- Exercise requirements: Copy out the records below, substituting "locate" for every "ground" and keeping everything else the same. Leave the pictures out.

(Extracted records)
· · · · ·
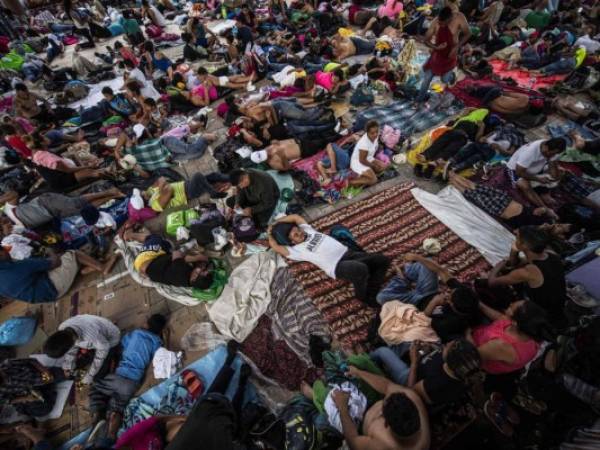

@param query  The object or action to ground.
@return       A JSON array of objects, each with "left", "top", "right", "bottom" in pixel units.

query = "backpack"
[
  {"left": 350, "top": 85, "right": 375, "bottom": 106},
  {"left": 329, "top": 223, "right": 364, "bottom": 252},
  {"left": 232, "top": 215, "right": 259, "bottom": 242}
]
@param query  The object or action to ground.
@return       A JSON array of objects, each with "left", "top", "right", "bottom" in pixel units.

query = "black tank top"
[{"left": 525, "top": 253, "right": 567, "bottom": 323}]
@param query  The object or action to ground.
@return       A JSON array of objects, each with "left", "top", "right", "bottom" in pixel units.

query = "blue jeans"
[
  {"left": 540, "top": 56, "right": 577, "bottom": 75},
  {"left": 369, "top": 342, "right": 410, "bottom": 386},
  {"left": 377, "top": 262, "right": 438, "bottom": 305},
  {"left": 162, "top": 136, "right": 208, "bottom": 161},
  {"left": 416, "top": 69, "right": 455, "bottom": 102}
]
· · · · ·
- Result:
@param query  The object or action to locate.
@return       A JSON array of objects, each with "left", "top", "right", "bottom" in pixel units.

query = "backpack"
[
  {"left": 350, "top": 85, "right": 375, "bottom": 106},
  {"left": 329, "top": 223, "right": 364, "bottom": 252},
  {"left": 232, "top": 215, "right": 259, "bottom": 242}
]
@param query  The object or action to locate.
@return       A JSON array of objects, each with "left", "top", "right", "bottom" in pixel units.

query = "black tank top"
[{"left": 525, "top": 253, "right": 567, "bottom": 323}]
@param query  The object or action to locate.
@return       A JSON array of objects, each with "left", "top", "right", "bottom" in pixel units.

query = "blue jeans"
[
  {"left": 540, "top": 56, "right": 577, "bottom": 75},
  {"left": 369, "top": 342, "right": 410, "bottom": 386},
  {"left": 377, "top": 262, "right": 438, "bottom": 305},
  {"left": 162, "top": 136, "right": 208, "bottom": 161},
  {"left": 416, "top": 69, "right": 455, "bottom": 102}
]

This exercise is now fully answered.